Document segment -
......

Valid inferences come from a priori hypotheses (hypotheses created before collecting any data) and data cleansing without reference to the hypotheses.

Example: Running An A/B Test


In [26]:
def estimated_parameters(N, n):
    p = n / N
    sigma = math.sqrt(p * (1 - p) / N)
    return p, sigma

def a_b_test_statistic(N_A, n_A, N_B, n_B):
    p_A, sigma_A = estimated_parameters(N_A, n_A)
    p_B, sigma_B = estimated_parameters(N_B, n_B)
    return (p_B - p_A) / math.sqrt(sigma_A ** 2 + sigma_B ** 2)

z = a_b_test_statistic(1000, 200, 1000, 180)
z


Out[26]:
-1.1403464899034472

In [27]:
two_sided_p_value(z)


Out[27]:
0.254141976542236

In [28]:
z = a_b_test_statistic(1000, 200, 1000, 150)
two_sided_p_value(z)


Out[28]:
0.003189699706216853

Bayesian Inference

In Bayesian Inference we start with a prior distribution for the parameters and then use the actual observations to get the posterior distribution of the same parameters. So instead of judging the probability of hypotheses, we make probability judgments about the parameters.

We will use the Beta distribution to convert all probabilities to a value between 0 and 1.


In [29]:
def B(alpha, beta):
    """a normalizing constant so that the total probability is 1"""
    return math.gamma(alpha) * math.gamma(beta) / math.gamma(alpha + beta)

def beta_pdf(x, alpha, beta):
    if x < 0 or x > 1: # no weight outside of [0, 1]
        return 0
    return x ** (alpha - 1) * (1 - x) ** (beta - 1) / B(alpha, beta)

......

Materials provided -

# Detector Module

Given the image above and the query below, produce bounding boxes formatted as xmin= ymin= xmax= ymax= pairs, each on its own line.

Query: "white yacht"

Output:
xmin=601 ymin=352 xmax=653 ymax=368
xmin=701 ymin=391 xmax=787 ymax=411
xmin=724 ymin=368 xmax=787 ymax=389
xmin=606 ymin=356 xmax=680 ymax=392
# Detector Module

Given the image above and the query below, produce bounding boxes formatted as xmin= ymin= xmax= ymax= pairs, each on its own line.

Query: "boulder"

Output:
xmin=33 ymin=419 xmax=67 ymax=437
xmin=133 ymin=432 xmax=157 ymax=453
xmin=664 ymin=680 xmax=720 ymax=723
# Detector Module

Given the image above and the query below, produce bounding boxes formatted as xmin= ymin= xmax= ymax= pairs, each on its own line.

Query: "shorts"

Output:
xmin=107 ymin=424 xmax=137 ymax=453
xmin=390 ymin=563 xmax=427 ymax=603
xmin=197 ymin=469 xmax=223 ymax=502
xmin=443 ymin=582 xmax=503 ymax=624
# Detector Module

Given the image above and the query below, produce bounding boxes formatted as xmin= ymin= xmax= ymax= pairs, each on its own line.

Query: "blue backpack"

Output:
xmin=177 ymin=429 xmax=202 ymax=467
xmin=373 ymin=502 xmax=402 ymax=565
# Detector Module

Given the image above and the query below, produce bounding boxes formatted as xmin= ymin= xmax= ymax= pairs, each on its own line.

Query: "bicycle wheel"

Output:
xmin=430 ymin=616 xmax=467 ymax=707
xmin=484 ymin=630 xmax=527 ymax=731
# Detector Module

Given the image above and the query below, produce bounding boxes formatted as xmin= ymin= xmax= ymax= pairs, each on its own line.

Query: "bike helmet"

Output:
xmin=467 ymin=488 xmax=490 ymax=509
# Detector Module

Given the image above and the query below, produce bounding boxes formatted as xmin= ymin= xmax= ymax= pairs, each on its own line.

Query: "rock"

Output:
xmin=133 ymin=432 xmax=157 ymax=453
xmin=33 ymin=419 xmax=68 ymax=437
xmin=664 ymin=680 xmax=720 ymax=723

......

Short exercise A - List the name of every function that the statistical inference excerpt defines with the keyword def.
Short exercise B - Echo the stretch of rows from the very first row through the line that contains "xmin=467 ymin=488 xmax=490 ymax=509", keeping both ends and every line in between identical.

Result A -
estimated_parameters
a_b_test_statistic
B
beta_pdf

Result B -
# Detector Module

Given the image above and the query below, produce bounding boxes formatted as xmin= ymin= xmax= ymax= pairs, each on its own line.

Query: "white yacht"

Output:
xmin=601 ymin=352 xmax=653 ymax=368
xmin=701 ymin=391 xmax=787 ymax=411
xmin=724 ymin=368 xmax=787 ymax=389
xmin=606 ymin=356 xmax=680 ymax=392
# Detector Module

Given the image above and the query below, produce bounding boxes formatted as xmin= ymin= xmax= ymax= pairs, each on its own line.

Query: "boulder"

Output:
xmin=33 ymin=419 xmax=67 ymax=437
xmin=133 ymin=432 xmax=157 ymax=453
xmin=664 ymin=680 xmax=720 ymax=723
# Detector Module

Given the image above and the query below, produce bounding boxes formatted as xmin= ymin= xmax= ymax= pairs, each on its own line.

Query: "shorts"

Output:
xmin=107 ymin=424 xmax=137 ymax=453
xmin=390 ymin=563 xmax=427 ymax=603
xmin=197 ymin=469 xmax=223 ymax=502
xmin=443 ymin=582 xmax=503 ymax=624
# Detector Module

Given the image above and the query below, produce bounding boxes formatted as xmin= ymin= xmax= ymax= pairs, each on its own line.

Query: "blue backpack"

Output:
xmin=177 ymin=429 xmax=202 ymax=467
xmin=373 ymin=502 xmax=402 ymax=565
# Detector Module

Given the image above and the query below, produce bounding boxes formatted as xmin= ymin= xmax= ymax= pairs, each on its own line.

Query: "bicycle wheel"

Output:
xmin=430 ymin=616 xmax=467 ymax=707
xmin=484 ymin=630 xmax=527 ymax=731
# Detector Module

Given the image above and the query below, produce bounding boxes formatted as xmin= ymin= xmax= ymax= pairs, each on its own line.

Query: "bike helmet"

Output:
xmin=467 ymin=488 xmax=490 ymax=509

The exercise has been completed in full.